THE PROBLEM
Output every line below exactly, please, omitting pictures.

MATERIAL FOR THIS EXERCISE
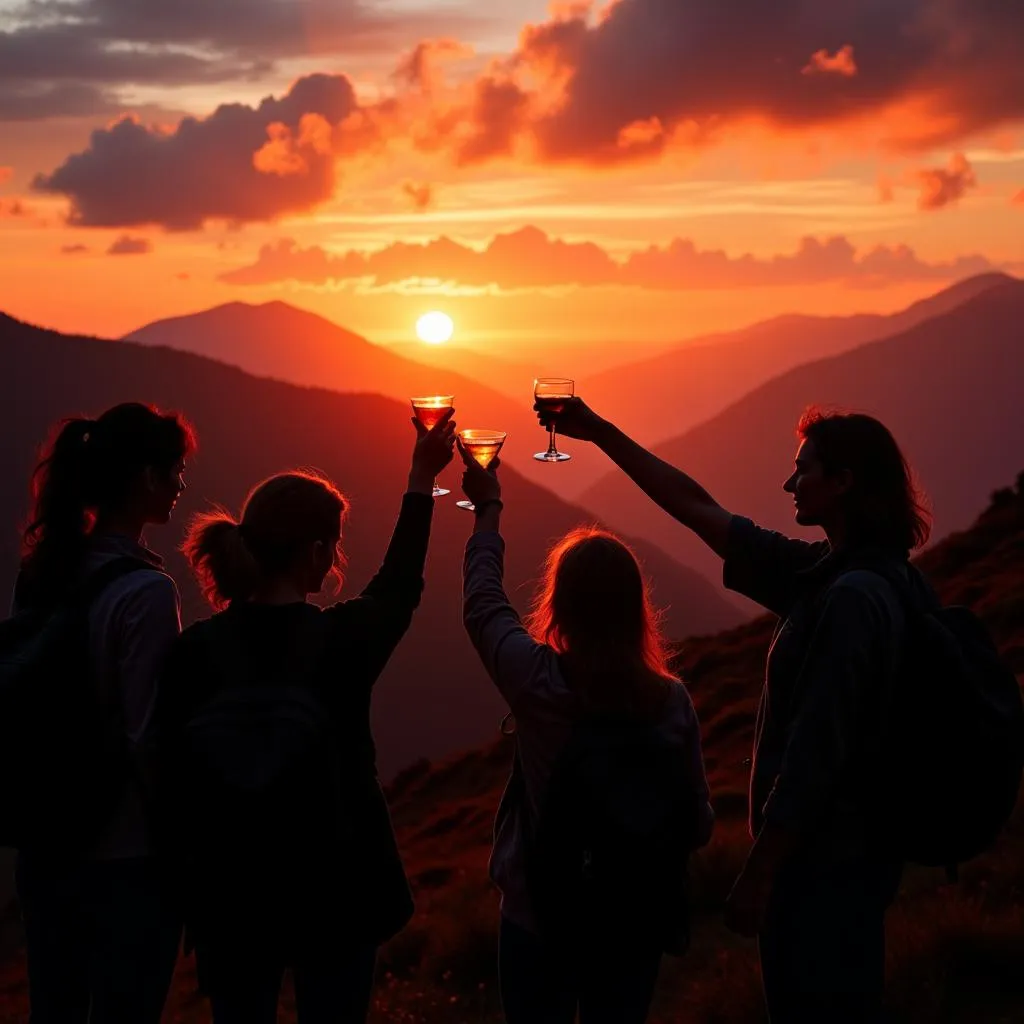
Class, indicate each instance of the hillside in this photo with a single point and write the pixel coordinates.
(433, 697)
(954, 954)
(665, 396)
(283, 342)
(949, 389)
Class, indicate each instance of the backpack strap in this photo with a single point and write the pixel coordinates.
(98, 580)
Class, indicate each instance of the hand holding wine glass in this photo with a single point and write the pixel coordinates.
(479, 452)
(429, 411)
(573, 419)
(433, 451)
(550, 394)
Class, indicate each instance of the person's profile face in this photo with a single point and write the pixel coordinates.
(816, 496)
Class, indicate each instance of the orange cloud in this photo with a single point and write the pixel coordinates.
(945, 186)
(700, 71)
(240, 164)
(13, 208)
(127, 246)
(421, 196)
(528, 259)
(824, 64)
(423, 66)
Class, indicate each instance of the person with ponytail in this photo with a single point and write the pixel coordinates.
(101, 927)
(264, 748)
(607, 795)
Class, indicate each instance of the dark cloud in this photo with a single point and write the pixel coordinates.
(240, 164)
(37, 101)
(528, 258)
(127, 246)
(74, 57)
(944, 186)
(623, 85)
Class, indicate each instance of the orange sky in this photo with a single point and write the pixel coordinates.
(848, 172)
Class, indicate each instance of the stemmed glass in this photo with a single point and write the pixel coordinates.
(429, 409)
(550, 393)
(483, 445)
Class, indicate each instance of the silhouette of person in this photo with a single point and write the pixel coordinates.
(264, 750)
(589, 656)
(100, 922)
(818, 879)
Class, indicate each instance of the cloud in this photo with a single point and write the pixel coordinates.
(421, 196)
(127, 246)
(822, 62)
(529, 258)
(13, 208)
(240, 164)
(927, 72)
(78, 57)
(945, 186)
(422, 68)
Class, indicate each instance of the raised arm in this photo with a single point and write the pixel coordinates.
(382, 612)
(513, 659)
(678, 494)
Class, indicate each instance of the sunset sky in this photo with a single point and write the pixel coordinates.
(634, 171)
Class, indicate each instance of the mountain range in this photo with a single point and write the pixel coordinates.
(433, 697)
(949, 389)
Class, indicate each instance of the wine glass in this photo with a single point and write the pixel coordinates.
(429, 409)
(550, 393)
(483, 445)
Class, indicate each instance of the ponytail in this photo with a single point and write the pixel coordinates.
(53, 541)
(233, 558)
(89, 468)
(223, 565)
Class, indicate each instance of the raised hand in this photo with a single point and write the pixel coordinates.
(479, 484)
(434, 448)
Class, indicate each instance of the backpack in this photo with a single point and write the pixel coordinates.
(608, 853)
(64, 755)
(951, 750)
(258, 766)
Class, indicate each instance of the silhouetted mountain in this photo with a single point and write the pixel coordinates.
(949, 389)
(667, 395)
(443, 814)
(433, 697)
(280, 341)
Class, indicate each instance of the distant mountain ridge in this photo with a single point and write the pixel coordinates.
(433, 696)
(663, 397)
(289, 344)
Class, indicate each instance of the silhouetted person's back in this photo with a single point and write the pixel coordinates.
(265, 756)
(607, 795)
(101, 925)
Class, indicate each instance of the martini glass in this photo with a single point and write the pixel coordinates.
(483, 445)
(550, 393)
(429, 409)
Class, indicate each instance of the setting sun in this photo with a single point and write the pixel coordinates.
(434, 328)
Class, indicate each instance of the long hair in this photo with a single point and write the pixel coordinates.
(885, 504)
(87, 469)
(232, 558)
(593, 607)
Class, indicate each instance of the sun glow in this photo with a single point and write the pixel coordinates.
(434, 328)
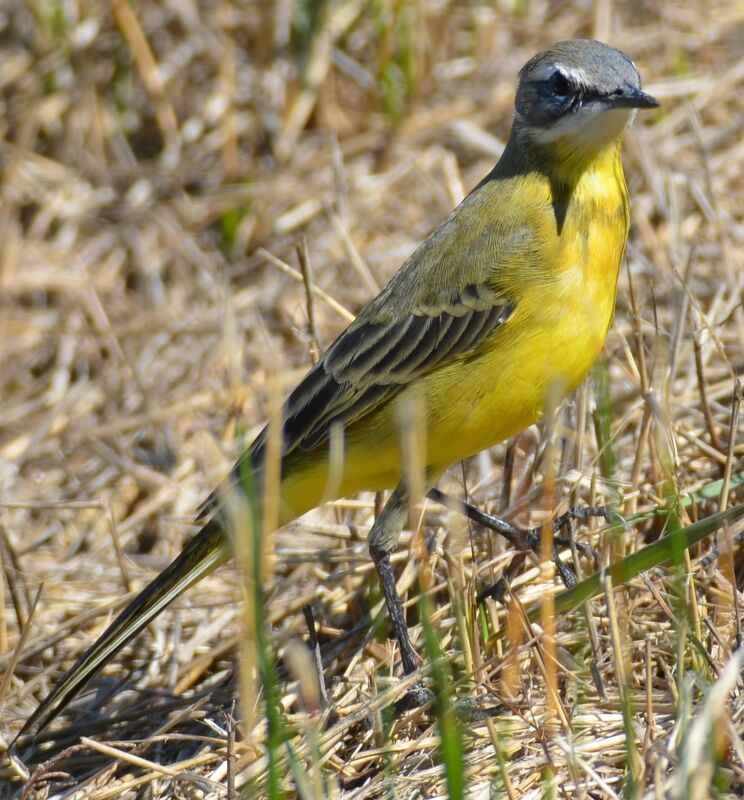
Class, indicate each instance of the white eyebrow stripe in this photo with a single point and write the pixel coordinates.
(575, 74)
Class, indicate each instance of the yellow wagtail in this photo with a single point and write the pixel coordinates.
(508, 301)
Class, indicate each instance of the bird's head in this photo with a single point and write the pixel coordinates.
(578, 97)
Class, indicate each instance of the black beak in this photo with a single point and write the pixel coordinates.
(631, 97)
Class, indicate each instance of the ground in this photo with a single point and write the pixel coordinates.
(162, 165)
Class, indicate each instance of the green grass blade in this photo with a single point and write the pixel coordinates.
(660, 552)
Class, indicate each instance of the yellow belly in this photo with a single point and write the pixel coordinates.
(541, 353)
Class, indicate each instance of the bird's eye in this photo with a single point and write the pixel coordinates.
(559, 84)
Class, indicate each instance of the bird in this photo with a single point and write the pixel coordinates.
(502, 309)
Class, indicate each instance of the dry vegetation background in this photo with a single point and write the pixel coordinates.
(161, 163)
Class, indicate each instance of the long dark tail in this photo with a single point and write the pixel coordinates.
(203, 554)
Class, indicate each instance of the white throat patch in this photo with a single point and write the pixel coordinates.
(592, 126)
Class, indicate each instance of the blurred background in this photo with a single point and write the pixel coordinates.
(163, 165)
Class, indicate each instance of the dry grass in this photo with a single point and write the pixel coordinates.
(161, 164)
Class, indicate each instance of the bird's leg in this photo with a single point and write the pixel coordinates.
(382, 539)
(528, 540)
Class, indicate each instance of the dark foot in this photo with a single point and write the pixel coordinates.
(418, 695)
(531, 540)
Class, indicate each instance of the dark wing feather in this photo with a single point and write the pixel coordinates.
(370, 363)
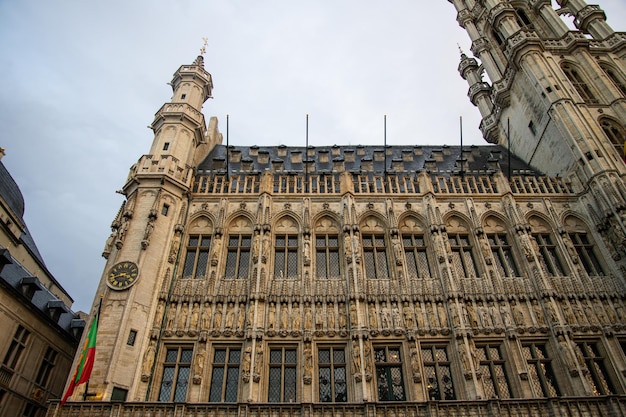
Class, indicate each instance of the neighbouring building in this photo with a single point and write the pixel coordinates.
(384, 281)
(41, 333)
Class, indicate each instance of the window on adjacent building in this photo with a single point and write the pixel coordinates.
(286, 256)
(462, 256)
(225, 376)
(549, 257)
(502, 254)
(416, 256)
(584, 249)
(575, 77)
(437, 373)
(327, 261)
(332, 375)
(282, 375)
(596, 375)
(491, 365)
(540, 374)
(46, 367)
(197, 257)
(17, 346)
(238, 257)
(375, 256)
(389, 381)
(176, 370)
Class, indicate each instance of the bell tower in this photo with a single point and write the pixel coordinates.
(555, 95)
(144, 244)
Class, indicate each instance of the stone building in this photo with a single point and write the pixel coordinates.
(384, 281)
(41, 333)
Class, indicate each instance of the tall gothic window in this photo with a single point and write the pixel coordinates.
(375, 256)
(238, 256)
(502, 254)
(491, 364)
(176, 370)
(225, 376)
(197, 257)
(17, 346)
(327, 261)
(549, 257)
(389, 379)
(541, 376)
(286, 256)
(282, 375)
(437, 373)
(416, 255)
(616, 134)
(575, 77)
(332, 375)
(596, 375)
(613, 75)
(462, 256)
(584, 249)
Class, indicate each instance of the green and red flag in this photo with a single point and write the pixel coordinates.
(86, 360)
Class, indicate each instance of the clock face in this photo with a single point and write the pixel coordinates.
(123, 275)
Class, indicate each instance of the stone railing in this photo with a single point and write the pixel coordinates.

RESPONSE AREA
Class, indicate each instance of the hillside in this photo with a single point and write the pixel coordinates.
(433, 697)
(954, 954)
(665, 396)
(283, 342)
(949, 389)
Class, indicate each instance of the backpack strap in this photo with a single point and write the pixel coordinates.
(98, 580)
Class, indicate each instance of the hand holding wine glass in this photo with a single point and write the pixel coordinates.
(479, 452)
(429, 411)
(573, 419)
(433, 451)
(550, 394)
Class, indicate each instance of the person's profile face in this photo with a single point and write the pixel coordinates.
(816, 496)
Class, indicate each instance of the orange cloud in this photo with a single point and write the pixel coordinates.
(945, 186)
(700, 71)
(240, 164)
(13, 208)
(127, 246)
(421, 196)
(528, 259)
(824, 64)
(423, 66)
Class, indicate each instance of the person with ponytail in this photo with a single point and write the pixel coordinates.
(101, 927)
(264, 748)
(607, 795)
Class, indicate each instance of the dark cloud in this photo with a single point and write the pixel coordinates.
(240, 164)
(37, 101)
(528, 258)
(127, 246)
(74, 57)
(944, 186)
(623, 85)
Class, indicate each instance of the orange sky in this photo with a single point and write the pixel coordinates.
(848, 172)
Class, indicate each instance of the stemmed glass in this photo with a single point and write the pixel coordinates.
(429, 409)
(550, 393)
(483, 445)
Class, indicate each instance of the silhouette of person in this photo with a single point and write the pixel coordinates.
(264, 750)
(589, 656)
(100, 922)
(818, 879)
Class, indicate each instance of the cloud in this photo with a single point and write the pixel coordinates.
(421, 196)
(127, 246)
(822, 62)
(529, 258)
(13, 208)
(240, 164)
(927, 72)
(78, 57)
(945, 186)
(422, 68)
Class, indicate each instance of the raised arm in this photo with a single point and write the pixel coordinates.
(382, 612)
(513, 659)
(678, 494)
Class, indicate each instance of the sunset sky in this photo with a single point and write the pixel coordinates.
(634, 171)
Class, indicate each instance of the mountain range in this photo with a single point and write the pixel coordinates.
(433, 697)
(949, 389)
Class, indicate each instance of the wine glass in this photo with a single point and write the pixel coordinates.
(429, 409)
(550, 393)
(483, 445)
Class, indicate each instance of the ponytail in this photo with a single point and write the pixel coordinates.
(53, 541)
(233, 558)
(89, 468)
(223, 565)
Class, indicate each instance of the raised hand in this photo with a single point and write the pixel coordinates.
(479, 484)
(434, 448)
Class, indicate each instance of the backpack in this photo with a single point and write the pixel coordinates.
(608, 853)
(64, 755)
(951, 750)
(258, 766)
Class, indicate each instance of the silhouetted mountain in this photo with a single point and write the pixel coordinates.
(949, 389)
(667, 395)
(443, 814)
(433, 697)
(280, 341)
Class, indicate each instance of the distant mountain ridge in this photo with a single point and write the pixel coordinates.
(433, 696)
(663, 397)
(289, 344)
Class, indicate each instance of the silhouetted person's back in this photo with a single point and write the pixel coordinates.
(265, 756)
(607, 795)
(101, 925)
Class, indicate each instance of the martini glass in this photo with a single point and write the pixel coordinates.
(483, 445)
(550, 393)
(429, 409)
Class, indicate each instance of the setting sun in this photo with a single point and write the pixel coordinates.
(434, 328)
Class, indicate each instance of the long hair in this photo with a single point and write the pixel coordinates.
(885, 504)
(87, 469)
(232, 558)
(593, 607)
Class, indicate each instance of the sun glow in this photo with a single point and write the pixel coordinates.
(434, 328)
Class, indicate each instance of the white eyebrow stripe in this photo with a single point and write the pixel coordinates.
(575, 74)
Class, indicate each instance of the yellow wagtail in this photo with a single point and write the pixel coordinates.
(508, 301)
Class, indicate each instance of the bird's head in this photo with a single point and write the pixel coordinates.
(578, 97)
Class, indicate each instance of the black beak in this photo with a single point and write the pixel coordinates.
(631, 97)
Class, indicate each instance of the ground in this photo with a single point and write the pixel coordinates.
(162, 165)
Class, indicate each instance of the green grass blade in this photo with a single point and write the pixel coordinates.
(660, 552)
Class, indicate each instance of the yellow belly in this photo with a single point and write the pixel coordinates.
(541, 353)
Class, indicate each instance of the bird's eye in this photo with a single point and write the pixel coordinates.
(559, 84)
Class, indicate each instance of the bird in this photo with a single point and write the pixel coordinates.
(502, 309)
Class, indicate each instance of the dry vegetation background in this photo with a single point and write the pixel coordinates.
(161, 163)
Class, indicate each instance of the long dark tail in this photo with a single point and write the pixel coordinates.
(203, 554)
Class, indicate each instance of the white throat patch in this photo with a single point and write the pixel coordinates.
(592, 126)
Class, indicate each instance of the blurred background in this photo with a single point and write the pixel coordinates.
(163, 165)
Class, indicate each instance of the dry grass in this photo with a single point and write the pixel coordinates.
(161, 164)
Class, indicate each instance of the bird's leg in this photo with a single point and write the pixel coordinates.
(382, 539)
(528, 540)
Class, indicate each instance of the dark foot in this photo with a single point and write the pixel coordinates.
(418, 695)
(531, 540)
Class, indicate each instance of the dark wing feather in this photo with a single point and write the pixel coordinates.
(370, 363)
Class, indicate each instance of the neighbouring building in this photo with a single point and write the pixel coordinates.
(384, 281)
(41, 333)
Class, indicate each instance of the window on adjacent building in this photo with a single point and write the pixel coordinates.
(286, 256)
(462, 256)
(225, 376)
(549, 257)
(502, 254)
(416, 256)
(584, 249)
(575, 77)
(437, 373)
(327, 261)
(332, 375)
(282, 375)
(596, 375)
(491, 365)
(540, 374)
(46, 367)
(197, 257)
(17, 346)
(238, 257)
(375, 256)
(389, 381)
(176, 370)
Class, indicate each instance of the bell tower in this photo with a single point and write the pixel coordinates.
(555, 95)
(144, 244)
Class, indicate each instance of the stone building in this photo with a single point and write the pixel coordinates.
(384, 281)
(41, 333)
Class, indicate each instance of the tall gothic window in this photo with a single point and write the pixel coordinates.
(375, 256)
(238, 256)
(502, 254)
(491, 364)
(176, 370)
(225, 376)
(197, 257)
(17, 346)
(327, 261)
(549, 257)
(389, 379)
(541, 376)
(286, 256)
(282, 375)
(437, 373)
(416, 255)
(616, 134)
(575, 77)
(332, 375)
(596, 375)
(613, 75)
(462, 256)
(584, 249)
Class, indicate each instance of the green and red flag in this photo with a single point and write the pixel coordinates.
(86, 360)
Class, indicate each instance of the clock face in this photo with a single point and write the pixel coordinates.
(123, 275)
Class, indicate each instance of the stone railing in this photo with a single point and write the pixel coordinates.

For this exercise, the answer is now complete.